> [Excerpted data]:
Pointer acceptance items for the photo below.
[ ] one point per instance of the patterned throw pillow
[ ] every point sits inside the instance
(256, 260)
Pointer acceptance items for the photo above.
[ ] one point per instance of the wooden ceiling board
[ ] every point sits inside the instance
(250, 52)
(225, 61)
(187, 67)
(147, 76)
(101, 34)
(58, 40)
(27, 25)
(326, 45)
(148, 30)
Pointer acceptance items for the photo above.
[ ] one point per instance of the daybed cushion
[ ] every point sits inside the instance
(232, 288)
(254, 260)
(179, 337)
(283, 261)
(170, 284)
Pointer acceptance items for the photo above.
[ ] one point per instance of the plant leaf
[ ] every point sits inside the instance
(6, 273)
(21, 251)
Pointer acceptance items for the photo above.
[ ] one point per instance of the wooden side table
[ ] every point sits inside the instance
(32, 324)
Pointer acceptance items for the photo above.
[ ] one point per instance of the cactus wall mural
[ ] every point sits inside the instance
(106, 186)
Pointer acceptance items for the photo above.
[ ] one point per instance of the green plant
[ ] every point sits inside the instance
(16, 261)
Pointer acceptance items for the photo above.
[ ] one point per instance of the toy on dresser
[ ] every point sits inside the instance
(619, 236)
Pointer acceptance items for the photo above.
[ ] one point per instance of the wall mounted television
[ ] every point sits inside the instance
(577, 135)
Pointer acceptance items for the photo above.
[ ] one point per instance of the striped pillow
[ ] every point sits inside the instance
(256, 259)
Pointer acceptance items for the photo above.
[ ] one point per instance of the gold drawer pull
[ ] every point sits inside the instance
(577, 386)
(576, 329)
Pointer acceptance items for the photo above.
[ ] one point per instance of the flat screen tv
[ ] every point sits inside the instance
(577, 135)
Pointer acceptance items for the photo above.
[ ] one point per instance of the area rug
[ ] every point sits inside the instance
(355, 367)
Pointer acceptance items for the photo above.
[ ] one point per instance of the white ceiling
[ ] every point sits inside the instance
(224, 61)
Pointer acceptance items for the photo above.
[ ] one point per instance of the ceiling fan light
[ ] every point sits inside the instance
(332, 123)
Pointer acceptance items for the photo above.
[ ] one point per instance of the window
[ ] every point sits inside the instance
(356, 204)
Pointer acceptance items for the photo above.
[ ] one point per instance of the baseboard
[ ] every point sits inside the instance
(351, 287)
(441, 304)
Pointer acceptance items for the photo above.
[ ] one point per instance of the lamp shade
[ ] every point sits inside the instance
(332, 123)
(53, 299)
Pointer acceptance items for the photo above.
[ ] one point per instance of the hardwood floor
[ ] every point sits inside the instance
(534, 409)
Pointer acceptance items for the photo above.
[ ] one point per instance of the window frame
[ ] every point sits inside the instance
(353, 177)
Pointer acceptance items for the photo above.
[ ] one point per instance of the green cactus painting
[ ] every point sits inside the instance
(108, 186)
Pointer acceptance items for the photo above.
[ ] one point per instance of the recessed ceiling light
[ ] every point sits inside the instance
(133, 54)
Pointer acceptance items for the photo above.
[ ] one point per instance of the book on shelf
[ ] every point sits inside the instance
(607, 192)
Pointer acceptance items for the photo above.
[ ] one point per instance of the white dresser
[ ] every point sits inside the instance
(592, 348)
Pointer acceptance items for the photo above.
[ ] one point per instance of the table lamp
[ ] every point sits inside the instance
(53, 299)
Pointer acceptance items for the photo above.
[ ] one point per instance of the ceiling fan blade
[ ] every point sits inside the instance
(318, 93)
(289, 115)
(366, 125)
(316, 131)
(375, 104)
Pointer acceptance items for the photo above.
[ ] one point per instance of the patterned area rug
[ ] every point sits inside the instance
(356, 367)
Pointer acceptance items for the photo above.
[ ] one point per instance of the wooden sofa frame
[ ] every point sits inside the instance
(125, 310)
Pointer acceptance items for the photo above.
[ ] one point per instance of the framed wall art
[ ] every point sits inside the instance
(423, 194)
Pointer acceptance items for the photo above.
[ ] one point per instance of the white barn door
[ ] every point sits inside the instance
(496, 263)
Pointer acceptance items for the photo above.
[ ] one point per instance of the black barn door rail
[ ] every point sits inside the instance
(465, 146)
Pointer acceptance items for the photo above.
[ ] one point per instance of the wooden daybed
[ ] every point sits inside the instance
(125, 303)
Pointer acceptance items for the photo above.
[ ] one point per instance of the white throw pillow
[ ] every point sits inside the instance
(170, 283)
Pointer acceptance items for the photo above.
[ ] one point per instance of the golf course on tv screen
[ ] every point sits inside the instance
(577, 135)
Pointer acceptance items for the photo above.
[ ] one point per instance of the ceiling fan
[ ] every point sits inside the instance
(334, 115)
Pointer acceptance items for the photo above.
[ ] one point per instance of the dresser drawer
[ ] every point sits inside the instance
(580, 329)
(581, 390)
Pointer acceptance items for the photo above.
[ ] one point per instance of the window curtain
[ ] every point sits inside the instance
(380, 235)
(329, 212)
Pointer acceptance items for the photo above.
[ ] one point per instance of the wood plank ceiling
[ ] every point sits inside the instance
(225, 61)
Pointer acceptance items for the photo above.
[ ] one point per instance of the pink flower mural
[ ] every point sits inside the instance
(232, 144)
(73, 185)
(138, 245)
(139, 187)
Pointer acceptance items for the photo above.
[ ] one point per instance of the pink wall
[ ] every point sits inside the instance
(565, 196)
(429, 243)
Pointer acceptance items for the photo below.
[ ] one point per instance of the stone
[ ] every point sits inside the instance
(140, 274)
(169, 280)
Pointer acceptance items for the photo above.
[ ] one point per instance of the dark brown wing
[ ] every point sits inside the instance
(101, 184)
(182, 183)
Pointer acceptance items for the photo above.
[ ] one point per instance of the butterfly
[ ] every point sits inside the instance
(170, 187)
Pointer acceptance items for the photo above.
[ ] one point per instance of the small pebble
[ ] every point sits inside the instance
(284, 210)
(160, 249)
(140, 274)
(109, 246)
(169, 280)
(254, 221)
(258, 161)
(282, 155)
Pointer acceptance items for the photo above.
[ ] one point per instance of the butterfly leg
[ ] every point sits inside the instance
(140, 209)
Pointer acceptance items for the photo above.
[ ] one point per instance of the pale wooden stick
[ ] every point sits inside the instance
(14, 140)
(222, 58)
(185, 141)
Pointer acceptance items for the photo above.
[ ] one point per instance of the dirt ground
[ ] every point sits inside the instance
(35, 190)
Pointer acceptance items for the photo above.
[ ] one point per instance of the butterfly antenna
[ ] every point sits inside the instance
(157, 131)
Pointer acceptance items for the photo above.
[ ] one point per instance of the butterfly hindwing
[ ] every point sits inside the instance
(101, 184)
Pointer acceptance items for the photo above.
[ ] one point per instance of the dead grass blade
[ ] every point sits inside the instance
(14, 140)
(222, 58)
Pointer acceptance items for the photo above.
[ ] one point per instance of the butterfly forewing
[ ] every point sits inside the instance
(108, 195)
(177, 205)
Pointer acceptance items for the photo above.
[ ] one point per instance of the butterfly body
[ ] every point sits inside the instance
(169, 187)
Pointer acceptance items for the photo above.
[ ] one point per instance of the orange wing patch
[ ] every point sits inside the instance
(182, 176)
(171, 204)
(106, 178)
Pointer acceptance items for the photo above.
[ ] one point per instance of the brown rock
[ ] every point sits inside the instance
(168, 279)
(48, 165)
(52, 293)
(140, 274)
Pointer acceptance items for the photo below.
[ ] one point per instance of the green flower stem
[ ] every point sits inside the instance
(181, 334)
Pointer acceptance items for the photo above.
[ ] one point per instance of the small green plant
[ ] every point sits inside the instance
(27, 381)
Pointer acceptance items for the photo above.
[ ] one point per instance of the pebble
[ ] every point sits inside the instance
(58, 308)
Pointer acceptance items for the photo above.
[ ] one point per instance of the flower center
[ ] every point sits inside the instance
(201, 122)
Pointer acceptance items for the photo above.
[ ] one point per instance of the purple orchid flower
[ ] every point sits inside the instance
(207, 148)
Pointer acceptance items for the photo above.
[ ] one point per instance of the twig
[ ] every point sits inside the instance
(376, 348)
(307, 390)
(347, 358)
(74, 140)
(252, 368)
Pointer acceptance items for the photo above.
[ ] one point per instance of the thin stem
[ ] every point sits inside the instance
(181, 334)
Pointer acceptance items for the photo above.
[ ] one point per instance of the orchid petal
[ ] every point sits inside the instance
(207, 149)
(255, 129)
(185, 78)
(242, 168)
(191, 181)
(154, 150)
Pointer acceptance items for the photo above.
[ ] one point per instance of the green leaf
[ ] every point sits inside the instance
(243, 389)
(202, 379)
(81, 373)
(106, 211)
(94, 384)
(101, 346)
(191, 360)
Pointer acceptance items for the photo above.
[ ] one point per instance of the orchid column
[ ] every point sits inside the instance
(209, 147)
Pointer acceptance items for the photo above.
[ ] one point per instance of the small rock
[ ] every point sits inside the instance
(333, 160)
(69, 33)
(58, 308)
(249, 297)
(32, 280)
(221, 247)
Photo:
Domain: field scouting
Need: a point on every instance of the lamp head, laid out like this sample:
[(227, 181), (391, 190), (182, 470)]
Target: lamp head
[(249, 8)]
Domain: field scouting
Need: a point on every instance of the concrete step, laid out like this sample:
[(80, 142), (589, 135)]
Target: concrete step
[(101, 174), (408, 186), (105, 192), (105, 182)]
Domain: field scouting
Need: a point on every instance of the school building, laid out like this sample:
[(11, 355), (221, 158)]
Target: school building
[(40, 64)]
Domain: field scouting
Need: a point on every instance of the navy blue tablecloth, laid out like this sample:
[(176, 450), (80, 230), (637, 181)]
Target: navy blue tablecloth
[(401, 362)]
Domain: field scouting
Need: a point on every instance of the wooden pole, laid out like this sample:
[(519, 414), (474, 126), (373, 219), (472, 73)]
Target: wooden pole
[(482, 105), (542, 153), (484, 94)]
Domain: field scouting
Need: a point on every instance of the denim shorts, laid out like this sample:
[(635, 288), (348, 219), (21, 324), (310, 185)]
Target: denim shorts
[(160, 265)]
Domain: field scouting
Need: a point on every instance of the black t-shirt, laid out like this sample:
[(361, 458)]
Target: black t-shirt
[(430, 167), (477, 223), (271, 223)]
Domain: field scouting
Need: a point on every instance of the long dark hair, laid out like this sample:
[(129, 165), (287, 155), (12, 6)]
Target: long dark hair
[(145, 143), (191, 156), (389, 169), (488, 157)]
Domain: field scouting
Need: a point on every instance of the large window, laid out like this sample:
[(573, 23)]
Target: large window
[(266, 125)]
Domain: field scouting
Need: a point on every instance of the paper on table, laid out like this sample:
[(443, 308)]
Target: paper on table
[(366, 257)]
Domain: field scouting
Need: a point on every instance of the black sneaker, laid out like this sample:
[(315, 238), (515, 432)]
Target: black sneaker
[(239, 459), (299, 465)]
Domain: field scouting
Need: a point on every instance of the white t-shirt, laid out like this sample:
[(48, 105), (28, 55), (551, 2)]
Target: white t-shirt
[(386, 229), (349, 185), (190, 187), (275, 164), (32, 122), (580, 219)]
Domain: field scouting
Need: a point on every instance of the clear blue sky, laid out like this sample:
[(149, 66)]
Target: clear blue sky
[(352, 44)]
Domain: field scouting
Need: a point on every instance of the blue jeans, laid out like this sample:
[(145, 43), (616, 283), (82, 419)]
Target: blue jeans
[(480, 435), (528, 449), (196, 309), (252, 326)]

> [Work instructions]:
Tally every line above that has the word "butterfly", and report the total with no other words.

> [Solved exercise]:
6